**Dataset content**.
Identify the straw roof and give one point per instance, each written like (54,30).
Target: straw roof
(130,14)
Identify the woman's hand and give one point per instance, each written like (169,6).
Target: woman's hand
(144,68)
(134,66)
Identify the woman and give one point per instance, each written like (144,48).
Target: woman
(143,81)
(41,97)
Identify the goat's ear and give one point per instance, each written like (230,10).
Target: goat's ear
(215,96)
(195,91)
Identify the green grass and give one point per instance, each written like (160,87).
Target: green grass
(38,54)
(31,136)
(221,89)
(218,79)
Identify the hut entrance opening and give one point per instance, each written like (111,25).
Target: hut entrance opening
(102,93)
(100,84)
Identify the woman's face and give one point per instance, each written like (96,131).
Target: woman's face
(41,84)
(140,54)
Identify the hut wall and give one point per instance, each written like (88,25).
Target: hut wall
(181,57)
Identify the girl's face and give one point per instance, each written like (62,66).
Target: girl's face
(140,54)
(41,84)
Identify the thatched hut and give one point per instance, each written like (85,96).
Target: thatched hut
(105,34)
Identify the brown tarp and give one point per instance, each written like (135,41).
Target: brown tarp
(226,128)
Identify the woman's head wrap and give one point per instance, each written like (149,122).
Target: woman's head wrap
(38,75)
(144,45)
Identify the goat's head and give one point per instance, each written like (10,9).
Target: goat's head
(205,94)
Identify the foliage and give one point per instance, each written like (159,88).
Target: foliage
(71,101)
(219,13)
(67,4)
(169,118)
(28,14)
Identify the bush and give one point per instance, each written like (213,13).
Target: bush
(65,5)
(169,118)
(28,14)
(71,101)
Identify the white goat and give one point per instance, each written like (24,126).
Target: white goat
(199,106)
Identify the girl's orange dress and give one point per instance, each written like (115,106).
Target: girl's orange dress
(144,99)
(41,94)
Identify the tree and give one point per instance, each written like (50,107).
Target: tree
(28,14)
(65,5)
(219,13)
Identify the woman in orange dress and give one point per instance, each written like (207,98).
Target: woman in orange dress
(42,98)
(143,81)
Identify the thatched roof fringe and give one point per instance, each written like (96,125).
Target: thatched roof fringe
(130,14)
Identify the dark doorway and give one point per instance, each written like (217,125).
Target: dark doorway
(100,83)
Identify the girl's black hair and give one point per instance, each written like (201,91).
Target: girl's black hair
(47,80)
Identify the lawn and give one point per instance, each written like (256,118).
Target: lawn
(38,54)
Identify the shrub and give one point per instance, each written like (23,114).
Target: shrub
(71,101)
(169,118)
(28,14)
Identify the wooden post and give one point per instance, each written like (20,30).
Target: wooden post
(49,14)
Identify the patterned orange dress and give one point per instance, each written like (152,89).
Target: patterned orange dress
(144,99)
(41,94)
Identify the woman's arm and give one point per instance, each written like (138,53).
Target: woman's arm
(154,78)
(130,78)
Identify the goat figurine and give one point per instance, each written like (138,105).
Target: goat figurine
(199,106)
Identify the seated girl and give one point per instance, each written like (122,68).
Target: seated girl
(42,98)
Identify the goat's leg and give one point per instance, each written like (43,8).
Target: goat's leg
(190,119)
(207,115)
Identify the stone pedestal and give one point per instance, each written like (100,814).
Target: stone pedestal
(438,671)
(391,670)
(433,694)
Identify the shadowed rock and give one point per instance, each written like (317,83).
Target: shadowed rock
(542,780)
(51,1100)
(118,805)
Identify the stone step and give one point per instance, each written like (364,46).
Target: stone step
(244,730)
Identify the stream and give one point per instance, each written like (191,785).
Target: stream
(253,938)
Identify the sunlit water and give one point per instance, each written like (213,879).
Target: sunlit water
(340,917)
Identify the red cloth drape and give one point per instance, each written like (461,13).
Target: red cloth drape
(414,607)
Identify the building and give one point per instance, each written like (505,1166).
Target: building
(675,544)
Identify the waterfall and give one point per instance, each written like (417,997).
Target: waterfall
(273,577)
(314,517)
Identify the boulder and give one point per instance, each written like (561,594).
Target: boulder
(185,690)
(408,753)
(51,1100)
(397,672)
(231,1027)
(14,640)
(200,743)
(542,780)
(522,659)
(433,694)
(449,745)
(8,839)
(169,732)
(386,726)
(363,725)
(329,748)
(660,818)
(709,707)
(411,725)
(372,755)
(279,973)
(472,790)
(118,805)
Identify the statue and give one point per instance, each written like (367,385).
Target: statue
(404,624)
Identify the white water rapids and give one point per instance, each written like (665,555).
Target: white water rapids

**Goal**. Copy all the items above word for word, repeating each line as it appears.

**Solution below**.
Identify the straw roof and give one point per instance, each written like (54,30).
Target: straw roof
(130,14)
Identify the woman's hand and give one point per instance, each written like (169,6).
Target: woman's hand
(144,68)
(134,66)
Identify the woman and give one point per instance, each written like (144,48).
Target: woman
(143,81)
(41,97)
Identify the goat's ear and give one point per instance, each written like (230,10).
Target: goat's ear
(215,96)
(195,91)
Identify the green grass and give one point per instance, each written like (160,87).
Target: green grass
(38,54)
(31,136)
(221,89)
(218,79)
Identify the hut entrance opening and give one point per instance, each written like (111,25).
Target: hut entrance opening
(102,93)
(100,84)
Identify the woman's face and give one point per instance, each written like (96,131).
Target: woman's face
(41,84)
(140,54)
Identify the hut wall and give one point per instance, each written like (88,25).
Target: hut wall
(181,57)
Identify the girl's face and give one point per instance, each written like (62,66).
Target: girl's face
(140,54)
(41,84)
Identify the thatched hut and give one point per instance, each written like (85,96).
Target: thatched hut
(105,34)
Identify the brown tarp and give one point per instance, each written like (135,41).
Target: brown tarp
(226,128)
Identify the woman's head wrap and give one point per instance, each written like (149,122).
Target: woman's head wrap
(38,75)
(144,45)
Identify the goat's head and give one point per instance, each written like (10,9).
Target: goat's head
(205,94)
Identify the foliage and give one point per instance, each written like (159,88).
Target: foliage
(71,101)
(219,13)
(67,4)
(169,118)
(28,14)
Identify the bush and give one point per instance, each written like (213,13).
Target: bush
(65,5)
(169,118)
(28,14)
(71,101)
Identify the white goat and give one point per instance, each written like (24,126).
Target: white goat
(199,106)
Identify the girl's orange dress and give one point per instance, each written like (115,106).
Target: girl's orange dress
(144,99)
(41,94)
Identify the tree and give one point per instance, each written like (50,107).
Target: tree
(28,14)
(65,5)
(219,13)
Identify the woman in orange dress and give one point per instance, each written like (207,98).
Target: woman in orange dress
(42,98)
(143,81)
Identify the thatched roof fringe and give one point per instance, each written like (96,125).
Target: thatched roof fringe
(130,14)
Identify the dark doorway and give one point per instance, each written like (217,125).
Target: dark doorway
(100,83)
Identify the girl's black hair and give one point per instance, each written like (201,91).
Target: girl's black hair
(47,80)
Identify the lawn and give one point per instance, each written like (256,118).
Target: lawn
(38,54)
Identify the shrub and give one point per instance, each written like (23,114).
Target: shrub
(71,101)
(169,118)
(28,14)
Identify the wooden post and give one point per instance, each written like (20,30).
Target: wooden post
(49,14)
Identify the patterned orange dress and give one point per instance, each written like (152,89).
Target: patterned orange dress
(144,99)
(41,94)
Identify the woman's arm and give one point per instance, each written like (138,53).
Target: woman's arm
(154,78)
(130,78)
Identify the goat figurine and give one point per instance, each written like (138,105).
Target: goat figurine
(199,106)
Identify the seated girl and give one point per instance, each written like (122,68).
Target: seated girl
(42,98)
Identify the goat's leg and give one point per instance, each written like (43,8).
Target: goat's leg
(190,119)
(207,115)
Identify the stone pedestal and give one point per instance, each written like (100,814).
Target: stone pedestal
(438,671)
(391,670)
(433,694)
Identify the shadowed rock and give one point per instance, each written like (317,83).
Target: shadowed rock
(542,780)
(51,1100)
(118,805)
Identify the stone step and give one point per instance, each written like (364,46).
Target: stone step
(244,730)
Identify the stream and give one point per instance, each written like (191,785).
Target: stream
(253,938)
Identify the sunlit water and give one point per instance, each written like (213,879).
Target: sunlit water
(340,917)
Identify the red cloth drape and give one point per instance, each written like (461,13).
Target: red cloth drape
(414,607)
Identify the building and give one point per instance, each written like (505,1166).
Target: building
(675,544)
Identify the waterfall and give one point per instance, each written like (417,997).
Target: waterfall
(273,577)
(314,517)
Identify the boulder and give one point per instance, each written like (561,594).
Target: boulder
(185,690)
(408,753)
(51,1100)
(397,672)
(231,1027)
(14,640)
(200,743)
(542,780)
(522,659)
(433,694)
(449,745)
(8,839)
(169,732)
(386,726)
(363,725)
(329,748)
(660,818)
(709,707)
(411,725)
(372,755)
(279,973)
(472,790)
(118,805)
Identify the statue and give one point per instance, each written like (367,385).
Target: statue
(404,624)
Identify the white water rapids and give one point per instance, each written like (665,555).
Target: white water rapids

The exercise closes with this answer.